Required work.
Take all the material and copy it exactly.

Records for this task.

________________________________________

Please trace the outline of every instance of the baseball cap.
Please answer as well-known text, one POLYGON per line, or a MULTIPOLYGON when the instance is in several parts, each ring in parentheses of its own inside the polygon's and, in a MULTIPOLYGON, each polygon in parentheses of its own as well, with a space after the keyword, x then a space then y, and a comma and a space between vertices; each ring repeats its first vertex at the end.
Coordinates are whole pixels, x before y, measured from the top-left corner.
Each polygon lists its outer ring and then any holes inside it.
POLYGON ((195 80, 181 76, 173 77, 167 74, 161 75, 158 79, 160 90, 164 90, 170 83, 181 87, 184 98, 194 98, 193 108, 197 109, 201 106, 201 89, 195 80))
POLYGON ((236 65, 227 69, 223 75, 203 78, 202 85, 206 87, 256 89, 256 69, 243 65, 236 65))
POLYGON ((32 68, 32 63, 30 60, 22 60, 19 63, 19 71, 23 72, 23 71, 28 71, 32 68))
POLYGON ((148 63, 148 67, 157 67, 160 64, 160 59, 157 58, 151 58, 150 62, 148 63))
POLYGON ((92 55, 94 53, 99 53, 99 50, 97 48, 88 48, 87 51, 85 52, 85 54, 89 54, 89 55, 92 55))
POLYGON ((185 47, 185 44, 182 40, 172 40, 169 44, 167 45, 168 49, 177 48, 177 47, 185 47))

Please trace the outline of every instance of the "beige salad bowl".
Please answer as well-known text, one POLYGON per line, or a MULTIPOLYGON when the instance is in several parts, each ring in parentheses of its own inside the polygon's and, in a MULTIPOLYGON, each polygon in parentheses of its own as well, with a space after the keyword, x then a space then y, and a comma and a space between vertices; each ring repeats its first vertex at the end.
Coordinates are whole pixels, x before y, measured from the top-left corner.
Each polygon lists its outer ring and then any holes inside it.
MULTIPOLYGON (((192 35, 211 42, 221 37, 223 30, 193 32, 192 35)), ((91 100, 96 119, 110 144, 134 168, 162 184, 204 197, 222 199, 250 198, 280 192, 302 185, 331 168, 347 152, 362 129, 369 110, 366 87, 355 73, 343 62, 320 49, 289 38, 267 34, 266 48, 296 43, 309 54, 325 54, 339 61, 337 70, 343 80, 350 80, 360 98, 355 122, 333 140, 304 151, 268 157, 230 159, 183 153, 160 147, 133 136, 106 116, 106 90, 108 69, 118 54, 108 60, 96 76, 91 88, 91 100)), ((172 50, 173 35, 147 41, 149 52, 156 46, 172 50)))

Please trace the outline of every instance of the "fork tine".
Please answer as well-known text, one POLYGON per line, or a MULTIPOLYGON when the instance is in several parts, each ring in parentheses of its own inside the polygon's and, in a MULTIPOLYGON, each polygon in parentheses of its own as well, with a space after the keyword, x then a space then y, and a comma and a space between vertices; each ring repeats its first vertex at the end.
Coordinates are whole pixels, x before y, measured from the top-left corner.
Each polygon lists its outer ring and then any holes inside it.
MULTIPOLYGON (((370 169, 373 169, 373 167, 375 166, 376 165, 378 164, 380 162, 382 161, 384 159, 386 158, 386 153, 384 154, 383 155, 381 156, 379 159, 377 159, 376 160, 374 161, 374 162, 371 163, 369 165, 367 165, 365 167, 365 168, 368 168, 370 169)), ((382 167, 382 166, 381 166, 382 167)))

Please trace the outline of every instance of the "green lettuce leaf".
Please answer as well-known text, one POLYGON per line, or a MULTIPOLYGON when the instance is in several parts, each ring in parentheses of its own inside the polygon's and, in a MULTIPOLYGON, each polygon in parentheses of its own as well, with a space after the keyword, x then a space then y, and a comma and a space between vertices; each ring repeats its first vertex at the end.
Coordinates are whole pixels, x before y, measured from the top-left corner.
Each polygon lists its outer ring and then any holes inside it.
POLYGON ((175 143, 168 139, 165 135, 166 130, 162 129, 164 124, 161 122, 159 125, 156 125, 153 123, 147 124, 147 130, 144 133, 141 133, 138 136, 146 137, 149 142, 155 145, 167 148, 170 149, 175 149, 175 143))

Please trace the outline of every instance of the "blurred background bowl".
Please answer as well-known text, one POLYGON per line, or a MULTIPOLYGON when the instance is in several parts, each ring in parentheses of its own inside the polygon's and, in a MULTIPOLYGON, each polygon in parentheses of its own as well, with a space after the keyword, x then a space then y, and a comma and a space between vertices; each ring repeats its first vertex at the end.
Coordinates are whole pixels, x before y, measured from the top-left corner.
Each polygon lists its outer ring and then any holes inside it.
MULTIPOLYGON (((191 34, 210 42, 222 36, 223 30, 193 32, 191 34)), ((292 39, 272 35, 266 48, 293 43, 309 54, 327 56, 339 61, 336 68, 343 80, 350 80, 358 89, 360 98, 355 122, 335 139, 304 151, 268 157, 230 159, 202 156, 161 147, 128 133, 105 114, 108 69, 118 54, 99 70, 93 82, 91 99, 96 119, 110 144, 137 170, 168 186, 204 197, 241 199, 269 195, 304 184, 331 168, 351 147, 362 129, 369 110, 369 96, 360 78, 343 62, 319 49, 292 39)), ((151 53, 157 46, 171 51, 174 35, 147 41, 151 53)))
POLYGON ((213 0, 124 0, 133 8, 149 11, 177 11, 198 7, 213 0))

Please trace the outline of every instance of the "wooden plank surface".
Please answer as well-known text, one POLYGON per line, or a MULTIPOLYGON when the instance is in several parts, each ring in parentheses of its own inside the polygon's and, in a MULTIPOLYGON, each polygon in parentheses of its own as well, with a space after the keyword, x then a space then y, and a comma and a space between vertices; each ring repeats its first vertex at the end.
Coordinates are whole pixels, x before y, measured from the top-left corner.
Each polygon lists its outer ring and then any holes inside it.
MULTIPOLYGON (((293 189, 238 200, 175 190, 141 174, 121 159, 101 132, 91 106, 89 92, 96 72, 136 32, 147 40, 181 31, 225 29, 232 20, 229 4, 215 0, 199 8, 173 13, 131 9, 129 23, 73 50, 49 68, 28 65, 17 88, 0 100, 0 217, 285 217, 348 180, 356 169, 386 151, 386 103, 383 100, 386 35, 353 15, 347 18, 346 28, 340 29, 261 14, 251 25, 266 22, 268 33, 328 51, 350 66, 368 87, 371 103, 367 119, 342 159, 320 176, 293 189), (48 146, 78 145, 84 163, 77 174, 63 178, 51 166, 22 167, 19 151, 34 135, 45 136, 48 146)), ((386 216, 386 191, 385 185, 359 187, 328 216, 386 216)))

________________________________________

Solution to this problem.
Please trace the outline of every instance of the baseball cap.
Please answer as well-known text, one POLYGON per line, or a MULTIPOLYGON when the instance is in several parts, each ring in parentheses of its own inside the polygon's and, in a MULTIPOLYGON, each polygon in parentheses of its own as well, with a space after the keyword, x then a space then y, and a comma and a space between vertices; each ring repeats its first vertex at the end.
Coordinates are whole pixels, x before y, measured from the top-left corner.
Each polygon lists its outer ring and then any holes inside it.
POLYGON ((195 80, 181 76, 173 77, 167 74, 161 75, 158 79, 160 90, 164 90, 170 83, 181 87, 184 98, 194 98, 193 108, 197 109, 201 106, 201 89, 195 80))
POLYGON ((236 65, 227 69, 223 75, 203 78, 202 85, 206 87, 256 89, 256 69, 243 65, 236 65))
POLYGON ((32 68, 32 63, 30 60, 22 60, 19 63, 19 71, 23 72, 23 71, 28 71, 32 68))
POLYGON ((148 63, 148 67, 157 67, 160 64, 160 59, 157 58, 151 58, 150 62, 148 63))
POLYGON ((92 55, 94 53, 99 53, 99 50, 97 48, 88 48, 87 51, 85 52, 85 54, 89 54, 89 55, 92 55))
POLYGON ((185 47, 185 44, 182 40, 172 40, 169 44, 167 45, 168 49, 177 48, 177 47, 185 47))

Please trace the outline of every instance of the "beige salad bowl".
Please answer as well-known text, one POLYGON per line, or a MULTIPOLYGON when the instance is in several parts, each ring in parentheses of its own inside the polygon's and, in a MULTIPOLYGON, each polygon in parentheses of its own as well, with a space after the keyword, x then a space then y, and a comma and a space between vertices; each ring repeats its first vertex at the end.
Coordinates are whole pixels, x before y, measured from the top-left corner.
Each polygon lists its outer ring and then any holes inside it.
MULTIPOLYGON (((192 35, 211 42, 221 37, 223 30, 193 32, 192 35)), ((91 100, 96 119, 110 144, 134 168, 162 184, 204 197, 222 199, 250 198, 280 192, 302 185, 331 168, 347 152, 362 129, 369 110, 366 87, 355 73, 343 62, 320 49, 289 38, 267 34, 266 48, 296 43, 309 54, 325 54, 339 61, 337 70, 343 80, 350 80, 360 98, 355 122, 333 140, 304 151, 268 157, 230 159, 183 153, 160 147, 133 136, 106 116, 106 90, 108 69, 118 54, 108 60, 96 76, 91 88, 91 100)), ((172 50, 173 35, 147 41, 149 52, 156 46, 172 50)))

Please trace the outline of every instance of the "fork tine".
Please answer as well-known text, one POLYGON per line, or a MULTIPOLYGON when the instance is in several parts, each ring in parentheses of its own inside the polygon's and, in a MULTIPOLYGON, each polygon in parentheses of its own as well, with a space after the keyword, x then a space then y, and a comma and a space between vertices; each ring repeats its first vertex at the end.
Coordinates are whole pixels, x before y, measured from the top-left corner.
Each polygon lists its outer ring and then any holes inside it.
MULTIPOLYGON (((370 169, 373 169, 373 167, 375 166, 376 165, 378 164, 380 162, 382 161, 384 159, 386 158, 386 153, 384 154, 383 155, 381 156, 379 159, 377 159, 376 160, 374 161, 374 162, 371 163, 369 165, 367 165, 365 167, 365 168, 368 168, 370 169)), ((382 167, 382 166, 381 166, 382 167)))

Please trace the outline of every instance of the "green lettuce leaf".
Please answer as well-known text, one POLYGON per line, or a MULTIPOLYGON when the instance is in several parts, each ring in parentheses of its own inside the polygon's and, in a MULTIPOLYGON, each polygon in parentheses of its own as well, with a space after the keyword, x then a space then y, and a comma and a space between vertices; each ring repeats its first vertex at the end.
Coordinates are whole pixels, x before y, measured from the top-left corner.
Each polygon lists its outer ring and then any holes inside it.
POLYGON ((175 143, 168 139, 165 135, 166 130, 162 129, 164 124, 161 122, 159 125, 156 125, 153 123, 147 124, 147 130, 144 133, 141 133, 138 136, 146 137, 149 142, 155 145, 167 148, 170 149, 175 149, 175 143))

Please trace the outline of every instance of the "blurred background bowl".
Please answer as well-known text, one POLYGON per line, or a MULTIPOLYGON when the instance is in several parts, each ring in parentheses of its own inside the polygon's and, in a MULTIPOLYGON, each polygon in parentheses of its own as well, with a space after the keyword, x then a space then y, and a comma and a space between vertices; each ring repeats its first vertex at the end.
Coordinates are whole pixels, x before y, measured from the top-left corner.
Each polygon lists its outer ring and then any holes inside it.
MULTIPOLYGON (((191 34, 210 42, 222 36, 223 30, 193 32, 191 34)), ((292 39, 272 35, 266 48, 293 43, 309 54, 327 56, 339 61, 336 68, 343 80, 350 80, 358 89, 360 98, 355 122, 335 139, 304 151, 268 157, 230 159, 202 156, 161 147, 128 133, 105 114, 108 69, 118 54, 99 70, 93 82, 91 99, 96 119, 110 144, 137 170, 168 186, 204 197, 241 199, 269 195, 304 184, 331 168, 351 147, 362 129, 369 110, 369 96, 360 78, 343 62, 319 49, 292 39)), ((151 53, 157 46, 171 51, 174 35, 147 41, 151 53)))
POLYGON ((213 0, 124 0, 133 8, 149 11, 177 11, 198 7, 213 0))

Please trace the outline of every instance of the "wooden plank surface".
Please answer as well-known text, one POLYGON per line, or a MULTIPOLYGON when the instance is in several parts, each ring in parentheses of its own inside the polygon's and, in a MULTIPOLYGON, each polygon in parentheses of its own as well, with a space after the keyword, x then a space then y, and a comma and a space between vertices; each ring repeats its first vertex at the end.
Coordinates are whole pixels, x before y, measured from the top-left corner.
Each polygon lists its outer ring and then any holes inside it.
MULTIPOLYGON (((293 189, 238 200, 175 190, 141 174, 121 159, 101 132, 91 106, 89 92, 96 72, 136 32, 147 40, 181 31, 225 29, 232 20, 229 4, 215 0, 199 8, 173 13, 131 9, 129 23, 73 50, 49 68, 28 65, 17 88, 0 100, 0 217, 285 217, 348 180, 356 169, 386 151, 386 103, 383 100, 386 35, 353 15, 347 18, 346 28, 340 29, 261 14, 251 25, 266 22, 268 33, 328 51, 350 66, 368 87, 371 103, 367 119, 342 159, 320 176, 293 189), (48 146, 78 145, 84 163, 77 174, 63 178, 51 166, 22 167, 19 151, 34 135, 45 136, 48 146)), ((386 216, 386 191, 385 185, 359 187, 328 216, 386 216)))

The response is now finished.